### The request:
Copy the lines below verbatim, but only from the line containing "For the benchmark, mark every instance of the car window" through the end of the data.
## start Material for this task
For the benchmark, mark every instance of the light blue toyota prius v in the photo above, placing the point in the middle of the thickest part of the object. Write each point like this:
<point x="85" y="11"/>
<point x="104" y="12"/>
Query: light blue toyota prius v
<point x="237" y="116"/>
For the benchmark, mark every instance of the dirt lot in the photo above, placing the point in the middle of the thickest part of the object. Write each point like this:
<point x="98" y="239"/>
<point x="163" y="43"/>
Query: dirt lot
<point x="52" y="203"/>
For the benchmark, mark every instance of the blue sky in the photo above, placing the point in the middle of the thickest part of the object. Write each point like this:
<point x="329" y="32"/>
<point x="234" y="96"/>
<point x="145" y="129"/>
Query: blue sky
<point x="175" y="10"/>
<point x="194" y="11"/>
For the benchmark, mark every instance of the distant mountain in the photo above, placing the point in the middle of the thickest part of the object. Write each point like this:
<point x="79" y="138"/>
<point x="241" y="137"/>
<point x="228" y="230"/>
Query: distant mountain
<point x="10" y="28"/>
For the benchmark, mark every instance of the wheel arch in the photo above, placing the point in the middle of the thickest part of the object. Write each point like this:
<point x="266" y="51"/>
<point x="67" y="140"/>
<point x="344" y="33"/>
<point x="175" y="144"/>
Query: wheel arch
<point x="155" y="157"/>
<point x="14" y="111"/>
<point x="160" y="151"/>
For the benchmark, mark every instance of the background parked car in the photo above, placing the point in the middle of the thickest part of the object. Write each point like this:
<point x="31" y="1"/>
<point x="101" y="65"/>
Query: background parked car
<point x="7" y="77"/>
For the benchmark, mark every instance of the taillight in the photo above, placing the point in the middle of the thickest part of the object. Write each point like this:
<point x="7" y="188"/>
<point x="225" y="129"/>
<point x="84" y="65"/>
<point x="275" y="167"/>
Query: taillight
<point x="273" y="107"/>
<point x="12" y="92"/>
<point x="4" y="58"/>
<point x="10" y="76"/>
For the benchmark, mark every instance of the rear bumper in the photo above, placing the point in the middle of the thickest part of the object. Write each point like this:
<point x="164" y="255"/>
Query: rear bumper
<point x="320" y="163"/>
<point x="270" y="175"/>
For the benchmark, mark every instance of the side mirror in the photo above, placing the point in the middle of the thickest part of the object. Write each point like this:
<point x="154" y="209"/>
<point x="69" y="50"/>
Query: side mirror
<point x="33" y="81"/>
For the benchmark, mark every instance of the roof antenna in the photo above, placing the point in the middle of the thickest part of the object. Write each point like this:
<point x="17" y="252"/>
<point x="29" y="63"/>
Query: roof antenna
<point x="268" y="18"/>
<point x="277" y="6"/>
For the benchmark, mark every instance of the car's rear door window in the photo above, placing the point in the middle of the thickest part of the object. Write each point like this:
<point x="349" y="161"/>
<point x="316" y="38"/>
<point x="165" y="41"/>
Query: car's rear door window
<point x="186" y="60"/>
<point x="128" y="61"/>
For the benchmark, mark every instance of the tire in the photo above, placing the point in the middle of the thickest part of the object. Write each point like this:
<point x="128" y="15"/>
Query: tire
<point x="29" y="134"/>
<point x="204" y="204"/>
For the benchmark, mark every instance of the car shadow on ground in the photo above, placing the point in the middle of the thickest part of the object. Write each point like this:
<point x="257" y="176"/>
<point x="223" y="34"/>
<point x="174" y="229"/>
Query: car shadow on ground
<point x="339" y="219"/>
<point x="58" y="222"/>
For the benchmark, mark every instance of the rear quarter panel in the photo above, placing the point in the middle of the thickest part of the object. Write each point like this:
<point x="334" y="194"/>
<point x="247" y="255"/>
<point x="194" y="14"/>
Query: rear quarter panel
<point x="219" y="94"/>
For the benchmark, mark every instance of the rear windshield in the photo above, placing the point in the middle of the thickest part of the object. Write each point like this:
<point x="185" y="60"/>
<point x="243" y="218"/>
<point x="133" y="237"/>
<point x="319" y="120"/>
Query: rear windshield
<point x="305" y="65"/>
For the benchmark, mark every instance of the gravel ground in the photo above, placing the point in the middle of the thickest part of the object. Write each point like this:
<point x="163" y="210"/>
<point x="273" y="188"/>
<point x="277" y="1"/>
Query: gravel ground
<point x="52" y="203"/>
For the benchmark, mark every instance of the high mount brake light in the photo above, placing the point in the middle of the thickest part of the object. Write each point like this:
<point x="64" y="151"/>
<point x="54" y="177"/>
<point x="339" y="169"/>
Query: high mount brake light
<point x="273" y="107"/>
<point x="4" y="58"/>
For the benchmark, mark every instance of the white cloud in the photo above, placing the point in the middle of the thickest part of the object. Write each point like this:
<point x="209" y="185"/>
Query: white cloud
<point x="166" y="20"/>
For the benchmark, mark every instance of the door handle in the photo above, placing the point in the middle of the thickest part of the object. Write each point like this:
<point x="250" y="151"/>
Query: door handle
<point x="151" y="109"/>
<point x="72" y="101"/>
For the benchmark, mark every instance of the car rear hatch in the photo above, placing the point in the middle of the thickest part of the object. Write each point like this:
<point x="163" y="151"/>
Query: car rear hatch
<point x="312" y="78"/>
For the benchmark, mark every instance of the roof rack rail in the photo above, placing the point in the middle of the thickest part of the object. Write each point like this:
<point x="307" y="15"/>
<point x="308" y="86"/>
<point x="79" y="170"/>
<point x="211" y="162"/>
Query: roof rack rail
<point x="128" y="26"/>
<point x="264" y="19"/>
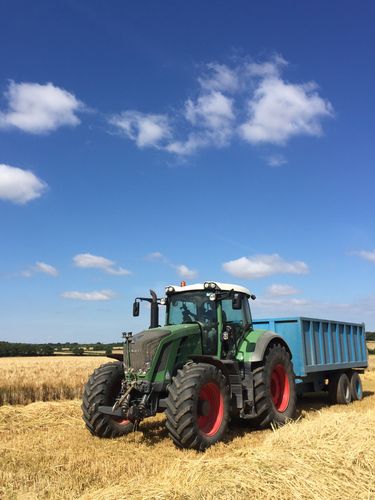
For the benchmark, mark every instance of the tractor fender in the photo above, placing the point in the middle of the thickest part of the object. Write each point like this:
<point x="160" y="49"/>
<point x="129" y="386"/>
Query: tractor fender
<point x="263" y="342"/>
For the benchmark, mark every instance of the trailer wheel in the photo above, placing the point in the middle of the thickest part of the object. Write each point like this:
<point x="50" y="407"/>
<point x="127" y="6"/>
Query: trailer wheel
<point x="339" y="389"/>
<point x="274" y="388"/>
<point x="102" y="389"/>
<point x="356" y="386"/>
<point x="197" y="406"/>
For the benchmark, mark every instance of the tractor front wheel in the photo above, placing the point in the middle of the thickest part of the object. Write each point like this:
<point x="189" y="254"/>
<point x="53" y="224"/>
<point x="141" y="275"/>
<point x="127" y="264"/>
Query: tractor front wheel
<point x="102" y="389"/>
<point x="197" y="406"/>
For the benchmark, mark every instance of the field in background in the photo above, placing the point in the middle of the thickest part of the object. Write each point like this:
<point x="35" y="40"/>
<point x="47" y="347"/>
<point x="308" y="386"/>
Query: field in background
<point x="47" y="453"/>
<point x="24" y="380"/>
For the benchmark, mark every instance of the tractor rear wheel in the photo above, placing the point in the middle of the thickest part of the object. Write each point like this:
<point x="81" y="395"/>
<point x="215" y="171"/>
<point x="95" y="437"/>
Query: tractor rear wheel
<point x="102" y="389"/>
<point x="274" y="388"/>
<point x="197" y="406"/>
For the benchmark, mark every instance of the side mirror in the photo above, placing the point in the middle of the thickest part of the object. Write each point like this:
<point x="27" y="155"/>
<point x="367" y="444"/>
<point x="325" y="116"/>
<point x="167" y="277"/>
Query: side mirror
<point x="237" y="301"/>
<point x="136" y="308"/>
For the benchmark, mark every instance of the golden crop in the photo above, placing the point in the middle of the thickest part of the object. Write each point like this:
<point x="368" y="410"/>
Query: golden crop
<point x="25" y="380"/>
<point x="329" y="453"/>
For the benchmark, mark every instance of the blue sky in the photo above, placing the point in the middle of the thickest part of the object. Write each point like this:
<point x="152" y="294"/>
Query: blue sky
<point x="142" y="143"/>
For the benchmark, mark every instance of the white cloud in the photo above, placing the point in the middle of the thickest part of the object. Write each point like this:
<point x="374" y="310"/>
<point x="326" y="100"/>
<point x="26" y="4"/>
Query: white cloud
<point x="213" y="111"/>
<point x="260" y="266"/>
<point x="276" y="160"/>
<point x="282" y="290"/>
<point x="144" y="129"/>
<point x="87" y="260"/>
<point x="276" y="110"/>
<point x="280" y="110"/>
<point x="89" y="296"/>
<point x="19" y="186"/>
<point x="266" y="69"/>
<point x="185" y="272"/>
<point x="194" y="142"/>
<point x="40" y="267"/>
<point x="37" y="109"/>
<point x="367" y="255"/>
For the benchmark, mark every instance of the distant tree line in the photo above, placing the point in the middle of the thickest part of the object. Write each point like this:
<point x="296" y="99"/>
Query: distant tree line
<point x="9" y="349"/>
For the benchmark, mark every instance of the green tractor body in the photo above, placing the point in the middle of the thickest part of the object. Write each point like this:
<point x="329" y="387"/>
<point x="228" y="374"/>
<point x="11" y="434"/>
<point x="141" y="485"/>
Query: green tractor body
<point x="205" y="366"/>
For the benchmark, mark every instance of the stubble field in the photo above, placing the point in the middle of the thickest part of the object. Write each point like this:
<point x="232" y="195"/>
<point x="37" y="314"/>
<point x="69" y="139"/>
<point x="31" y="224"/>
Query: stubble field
<point x="46" y="452"/>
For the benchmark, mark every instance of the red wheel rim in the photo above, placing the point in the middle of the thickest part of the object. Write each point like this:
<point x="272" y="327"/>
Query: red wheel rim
<point x="212" y="401"/>
<point x="280" y="388"/>
<point x="122" y="421"/>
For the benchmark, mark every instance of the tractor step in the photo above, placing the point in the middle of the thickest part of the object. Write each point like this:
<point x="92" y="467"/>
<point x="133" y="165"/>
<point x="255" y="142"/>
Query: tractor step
<point x="107" y="410"/>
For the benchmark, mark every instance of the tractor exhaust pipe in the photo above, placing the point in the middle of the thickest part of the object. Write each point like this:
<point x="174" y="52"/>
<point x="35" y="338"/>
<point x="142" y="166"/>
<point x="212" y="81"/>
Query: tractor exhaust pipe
<point x="154" y="322"/>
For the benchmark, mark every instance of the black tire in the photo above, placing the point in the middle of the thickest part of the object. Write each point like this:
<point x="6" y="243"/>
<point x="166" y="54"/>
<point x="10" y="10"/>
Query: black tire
<point x="356" y="386"/>
<point x="197" y="406"/>
<point x="274" y="405"/>
<point x="339" y="390"/>
<point x="102" y="389"/>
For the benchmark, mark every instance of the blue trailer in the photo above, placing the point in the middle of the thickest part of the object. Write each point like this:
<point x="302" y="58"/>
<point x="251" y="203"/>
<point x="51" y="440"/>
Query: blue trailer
<point x="321" y="351"/>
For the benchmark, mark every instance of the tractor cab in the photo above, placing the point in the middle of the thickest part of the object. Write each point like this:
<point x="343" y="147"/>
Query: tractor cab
<point x="221" y="310"/>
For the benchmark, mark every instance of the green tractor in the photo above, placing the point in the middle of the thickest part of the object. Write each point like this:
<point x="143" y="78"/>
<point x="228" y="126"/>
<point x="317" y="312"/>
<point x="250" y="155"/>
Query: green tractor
<point x="204" y="367"/>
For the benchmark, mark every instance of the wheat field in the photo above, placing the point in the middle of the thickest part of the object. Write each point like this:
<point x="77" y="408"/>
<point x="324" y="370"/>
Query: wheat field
<point x="25" y="380"/>
<point x="329" y="452"/>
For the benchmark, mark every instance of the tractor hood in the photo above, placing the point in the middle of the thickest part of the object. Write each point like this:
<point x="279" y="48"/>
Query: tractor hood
<point x="143" y="347"/>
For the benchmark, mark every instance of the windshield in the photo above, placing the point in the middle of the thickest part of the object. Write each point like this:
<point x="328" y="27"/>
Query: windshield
<point x="187" y="307"/>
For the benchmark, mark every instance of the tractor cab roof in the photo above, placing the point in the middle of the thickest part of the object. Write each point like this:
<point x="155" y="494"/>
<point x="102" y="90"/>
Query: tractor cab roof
<point x="208" y="286"/>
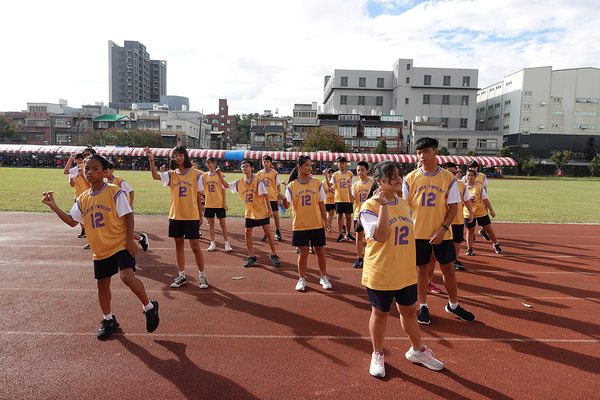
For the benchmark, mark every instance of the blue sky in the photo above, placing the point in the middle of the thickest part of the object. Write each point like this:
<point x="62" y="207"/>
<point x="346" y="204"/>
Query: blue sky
<point x="269" y="54"/>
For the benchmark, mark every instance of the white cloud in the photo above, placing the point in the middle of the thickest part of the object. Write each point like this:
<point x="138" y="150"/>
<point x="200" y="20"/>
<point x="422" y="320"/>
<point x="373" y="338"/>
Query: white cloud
<point x="271" y="54"/>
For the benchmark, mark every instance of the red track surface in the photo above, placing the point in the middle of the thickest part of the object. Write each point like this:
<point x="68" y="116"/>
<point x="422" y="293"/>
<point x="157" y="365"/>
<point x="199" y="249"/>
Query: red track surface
<point x="258" y="338"/>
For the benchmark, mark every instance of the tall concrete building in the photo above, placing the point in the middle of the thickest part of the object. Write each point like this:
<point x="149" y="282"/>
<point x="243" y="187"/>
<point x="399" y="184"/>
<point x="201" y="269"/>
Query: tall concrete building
<point x="132" y="76"/>
<point x="444" y="95"/>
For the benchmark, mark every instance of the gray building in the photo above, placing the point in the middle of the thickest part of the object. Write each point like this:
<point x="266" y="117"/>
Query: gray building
<point x="132" y="76"/>
<point x="444" y="95"/>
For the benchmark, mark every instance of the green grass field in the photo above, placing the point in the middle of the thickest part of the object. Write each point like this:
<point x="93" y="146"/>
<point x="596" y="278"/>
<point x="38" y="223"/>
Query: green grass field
<point x="560" y="200"/>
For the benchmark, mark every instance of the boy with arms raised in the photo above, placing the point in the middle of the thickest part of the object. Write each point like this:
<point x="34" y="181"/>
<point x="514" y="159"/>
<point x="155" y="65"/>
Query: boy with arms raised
<point x="433" y="196"/>
<point x="109" y="219"/>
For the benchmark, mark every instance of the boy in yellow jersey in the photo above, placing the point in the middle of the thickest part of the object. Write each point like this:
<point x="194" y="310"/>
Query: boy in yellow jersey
<point x="110" y="223"/>
<point x="358" y="193"/>
<point x="120" y="182"/>
<point x="343" y="206"/>
<point x="270" y="178"/>
<point x="433" y="196"/>
<point x="215" y="202"/>
<point x="258" y="210"/>
<point x="481" y="205"/>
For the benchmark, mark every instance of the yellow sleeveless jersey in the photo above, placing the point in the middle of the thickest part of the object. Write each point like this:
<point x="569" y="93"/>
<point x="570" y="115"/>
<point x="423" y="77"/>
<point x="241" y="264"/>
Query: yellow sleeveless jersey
<point x="103" y="213"/>
<point x="341" y="187"/>
<point x="305" y="198"/>
<point x="271" y="181"/>
<point x="360" y="191"/>
<point x="213" y="190"/>
<point x="390" y="265"/>
<point x="427" y="196"/>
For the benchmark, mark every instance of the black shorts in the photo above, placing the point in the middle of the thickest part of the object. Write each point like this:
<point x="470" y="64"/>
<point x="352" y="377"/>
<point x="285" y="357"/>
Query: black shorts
<point x="343" y="208"/>
<point x="444" y="252"/>
<point x="358" y="227"/>
<point x="188" y="229"/>
<point x="315" y="237"/>
<point x="109" y="266"/>
<point x="382" y="299"/>
<point x="482" y="221"/>
<point x="253" y="223"/>
<point x="211" y="212"/>
<point x="458" y="233"/>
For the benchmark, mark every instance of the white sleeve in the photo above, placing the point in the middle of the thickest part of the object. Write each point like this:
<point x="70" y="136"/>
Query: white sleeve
<point x="122" y="204"/>
<point x="368" y="220"/>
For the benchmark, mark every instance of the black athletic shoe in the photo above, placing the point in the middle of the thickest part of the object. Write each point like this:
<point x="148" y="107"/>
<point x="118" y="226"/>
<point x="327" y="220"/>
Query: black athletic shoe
<point x="460" y="313"/>
<point x="152" y="319"/>
<point x="484" y="234"/>
<point x="250" y="261"/>
<point x="107" y="328"/>
<point x="144" y="241"/>
<point x="423" y="316"/>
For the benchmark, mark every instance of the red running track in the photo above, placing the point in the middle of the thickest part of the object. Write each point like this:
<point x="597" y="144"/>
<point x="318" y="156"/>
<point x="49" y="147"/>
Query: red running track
<point x="257" y="338"/>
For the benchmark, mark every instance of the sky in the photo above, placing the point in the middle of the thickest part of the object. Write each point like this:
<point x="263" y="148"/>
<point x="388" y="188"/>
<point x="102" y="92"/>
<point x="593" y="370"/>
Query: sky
<point x="272" y="54"/>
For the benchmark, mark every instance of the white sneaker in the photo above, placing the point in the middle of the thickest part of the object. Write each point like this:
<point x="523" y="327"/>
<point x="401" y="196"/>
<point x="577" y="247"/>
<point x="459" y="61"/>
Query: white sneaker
<point x="377" y="365"/>
<point x="325" y="283"/>
<point x="424" y="357"/>
<point x="301" y="285"/>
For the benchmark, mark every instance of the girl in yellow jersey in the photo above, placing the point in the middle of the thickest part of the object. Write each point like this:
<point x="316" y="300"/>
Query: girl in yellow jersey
<point x="309" y="217"/>
<point x="390" y="268"/>
<point x="110" y="222"/>
<point x="185" y="214"/>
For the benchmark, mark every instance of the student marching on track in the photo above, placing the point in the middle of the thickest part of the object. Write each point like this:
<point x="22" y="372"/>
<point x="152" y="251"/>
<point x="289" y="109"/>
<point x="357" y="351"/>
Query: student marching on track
<point x="110" y="222"/>
<point x="389" y="271"/>
<point x="307" y="195"/>
<point x="186" y="209"/>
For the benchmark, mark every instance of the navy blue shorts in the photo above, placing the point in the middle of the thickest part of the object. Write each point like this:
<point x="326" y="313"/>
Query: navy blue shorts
<point x="482" y="221"/>
<point x="458" y="233"/>
<point x="253" y="223"/>
<point x="444" y="252"/>
<point x="188" y="229"/>
<point x="382" y="299"/>
<point x="211" y="212"/>
<point x="343" y="208"/>
<point x="110" y="266"/>
<point x="315" y="237"/>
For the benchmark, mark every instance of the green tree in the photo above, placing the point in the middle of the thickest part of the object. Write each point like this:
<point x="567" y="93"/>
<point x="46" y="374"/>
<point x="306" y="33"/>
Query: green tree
<point x="443" y="151"/>
<point x="561" y="158"/>
<point x="528" y="167"/>
<point x="381" y="147"/>
<point x="324" y="139"/>
<point x="504" y="152"/>
<point x="594" y="166"/>
<point x="7" y="127"/>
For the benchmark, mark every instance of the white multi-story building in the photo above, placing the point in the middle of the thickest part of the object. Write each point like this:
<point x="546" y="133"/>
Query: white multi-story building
<point x="543" y="110"/>
<point x="444" y="95"/>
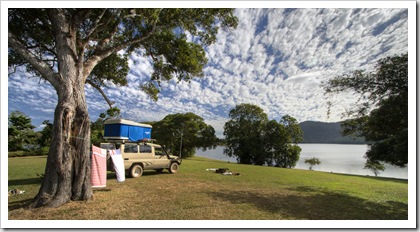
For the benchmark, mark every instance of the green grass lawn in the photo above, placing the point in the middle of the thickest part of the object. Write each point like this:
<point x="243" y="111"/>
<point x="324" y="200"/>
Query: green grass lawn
<point x="258" y="193"/>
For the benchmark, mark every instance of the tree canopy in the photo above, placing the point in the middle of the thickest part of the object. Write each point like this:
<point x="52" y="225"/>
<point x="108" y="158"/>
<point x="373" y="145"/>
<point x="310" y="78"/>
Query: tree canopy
<point x="382" y="114"/>
<point x="20" y="131"/>
<point x="253" y="139"/>
<point x="184" y="133"/>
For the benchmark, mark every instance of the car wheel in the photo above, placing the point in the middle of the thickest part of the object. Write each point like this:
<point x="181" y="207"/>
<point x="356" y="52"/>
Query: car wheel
<point x="136" y="171"/>
<point x="174" y="167"/>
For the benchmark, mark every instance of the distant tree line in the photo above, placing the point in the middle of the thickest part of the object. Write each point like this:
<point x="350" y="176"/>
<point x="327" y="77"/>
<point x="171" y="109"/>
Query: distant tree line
<point x="381" y="116"/>
<point x="254" y="139"/>
<point x="23" y="140"/>
<point x="250" y="136"/>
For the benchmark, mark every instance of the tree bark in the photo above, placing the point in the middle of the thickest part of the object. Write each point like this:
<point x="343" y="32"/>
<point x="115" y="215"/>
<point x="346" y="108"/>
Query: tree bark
<point x="67" y="173"/>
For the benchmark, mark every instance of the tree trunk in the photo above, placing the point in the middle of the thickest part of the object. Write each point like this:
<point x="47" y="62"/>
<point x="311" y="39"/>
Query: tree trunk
<point x="67" y="173"/>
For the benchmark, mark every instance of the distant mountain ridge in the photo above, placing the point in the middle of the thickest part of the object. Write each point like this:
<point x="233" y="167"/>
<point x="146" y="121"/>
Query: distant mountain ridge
<point x="324" y="132"/>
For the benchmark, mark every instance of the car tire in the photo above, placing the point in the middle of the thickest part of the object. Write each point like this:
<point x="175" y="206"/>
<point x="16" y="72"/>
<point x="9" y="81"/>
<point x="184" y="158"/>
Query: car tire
<point x="173" y="168"/>
<point x="136" y="171"/>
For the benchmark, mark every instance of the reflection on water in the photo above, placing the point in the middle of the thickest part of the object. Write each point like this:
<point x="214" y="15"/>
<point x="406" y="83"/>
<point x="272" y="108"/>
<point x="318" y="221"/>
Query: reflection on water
<point x="338" y="158"/>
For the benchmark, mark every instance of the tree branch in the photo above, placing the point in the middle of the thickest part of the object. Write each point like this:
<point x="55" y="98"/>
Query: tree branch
<point x="38" y="64"/>
<point x="100" y="91"/>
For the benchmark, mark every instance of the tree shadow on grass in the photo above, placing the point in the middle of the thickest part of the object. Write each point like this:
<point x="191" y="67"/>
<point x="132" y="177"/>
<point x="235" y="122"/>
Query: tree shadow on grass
<point x="311" y="204"/>
<point x="22" y="204"/>
<point x="28" y="181"/>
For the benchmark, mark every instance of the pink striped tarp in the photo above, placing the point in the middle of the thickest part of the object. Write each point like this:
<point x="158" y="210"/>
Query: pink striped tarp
<point x="98" y="169"/>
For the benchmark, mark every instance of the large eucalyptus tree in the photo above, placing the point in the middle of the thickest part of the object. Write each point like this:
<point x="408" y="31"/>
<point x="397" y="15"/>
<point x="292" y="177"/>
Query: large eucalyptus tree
<point x="70" y="48"/>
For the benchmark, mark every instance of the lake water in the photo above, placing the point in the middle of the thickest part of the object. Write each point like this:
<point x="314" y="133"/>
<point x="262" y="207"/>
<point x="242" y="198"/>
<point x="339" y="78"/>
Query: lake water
<point x="338" y="158"/>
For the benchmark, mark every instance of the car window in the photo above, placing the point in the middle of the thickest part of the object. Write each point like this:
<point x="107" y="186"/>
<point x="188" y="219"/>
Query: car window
<point x="159" y="151"/>
<point x="145" y="149"/>
<point x="131" y="148"/>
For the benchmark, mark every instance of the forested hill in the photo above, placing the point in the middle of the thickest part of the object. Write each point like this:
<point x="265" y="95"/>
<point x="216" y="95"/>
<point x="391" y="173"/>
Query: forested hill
<point x="322" y="132"/>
## end Material for this task
### Expected answer:
For the benchmark, mark every instance of the car window in the photo above, placing the point in the middle of the thickest part of the object. Write each point like this:
<point x="107" y="186"/>
<point x="188" y="219"/>
Query: car window
<point x="159" y="151"/>
<point x="145" y="149"/>
<point x="131" y="148"/>
For the benchmark, mark every instance of the forested hill in the photo above, placing the point in the middle of the thickest part of the object. Write each point like this:
<point x="265" y="95"/>
<point x="216" y="95"/>
<point x="391" y="173"/>
Query: forested hill
<point x="322" y="132"/>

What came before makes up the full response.